Extract every line from the records below that contains the word "white".

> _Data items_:
· · ·
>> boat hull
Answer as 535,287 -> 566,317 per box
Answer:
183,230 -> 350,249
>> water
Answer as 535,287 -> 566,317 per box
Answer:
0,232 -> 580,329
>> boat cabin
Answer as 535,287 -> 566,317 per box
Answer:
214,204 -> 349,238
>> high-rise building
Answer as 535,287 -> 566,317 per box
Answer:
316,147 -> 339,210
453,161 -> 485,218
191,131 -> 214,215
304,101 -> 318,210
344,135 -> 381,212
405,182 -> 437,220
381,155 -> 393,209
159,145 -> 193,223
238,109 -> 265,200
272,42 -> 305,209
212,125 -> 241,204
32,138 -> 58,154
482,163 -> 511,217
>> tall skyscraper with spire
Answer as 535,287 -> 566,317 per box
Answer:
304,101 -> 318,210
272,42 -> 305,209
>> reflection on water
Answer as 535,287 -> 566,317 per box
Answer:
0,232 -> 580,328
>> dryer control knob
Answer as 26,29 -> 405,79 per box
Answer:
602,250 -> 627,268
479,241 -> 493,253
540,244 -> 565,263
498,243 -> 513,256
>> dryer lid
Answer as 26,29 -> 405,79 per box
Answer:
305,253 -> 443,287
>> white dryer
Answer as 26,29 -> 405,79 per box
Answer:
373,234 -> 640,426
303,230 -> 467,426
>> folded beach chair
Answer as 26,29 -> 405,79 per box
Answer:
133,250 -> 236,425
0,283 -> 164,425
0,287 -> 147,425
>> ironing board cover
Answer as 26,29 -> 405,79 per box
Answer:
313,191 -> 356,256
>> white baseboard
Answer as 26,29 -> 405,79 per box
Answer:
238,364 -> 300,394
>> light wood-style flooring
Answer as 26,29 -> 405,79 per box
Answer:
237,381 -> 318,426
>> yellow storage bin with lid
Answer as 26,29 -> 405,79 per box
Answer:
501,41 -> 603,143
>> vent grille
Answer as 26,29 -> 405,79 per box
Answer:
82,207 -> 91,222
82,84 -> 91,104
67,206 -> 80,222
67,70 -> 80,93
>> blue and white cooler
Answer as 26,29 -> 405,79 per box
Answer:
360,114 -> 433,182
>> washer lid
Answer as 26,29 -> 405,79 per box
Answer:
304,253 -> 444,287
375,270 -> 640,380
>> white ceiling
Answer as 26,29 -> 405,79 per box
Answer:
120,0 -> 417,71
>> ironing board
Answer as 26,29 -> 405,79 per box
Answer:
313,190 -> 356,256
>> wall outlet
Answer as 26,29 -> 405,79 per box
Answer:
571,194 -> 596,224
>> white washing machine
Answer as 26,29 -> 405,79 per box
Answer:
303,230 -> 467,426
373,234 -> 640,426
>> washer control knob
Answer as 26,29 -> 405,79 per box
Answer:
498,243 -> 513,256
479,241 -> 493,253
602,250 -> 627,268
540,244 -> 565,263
· · ·
> _OUTPUT OF THE EXERCISE_:
>> white dryer
>> white baseboard
>> blue and white cooler
>> white ceiling
>> white washing machine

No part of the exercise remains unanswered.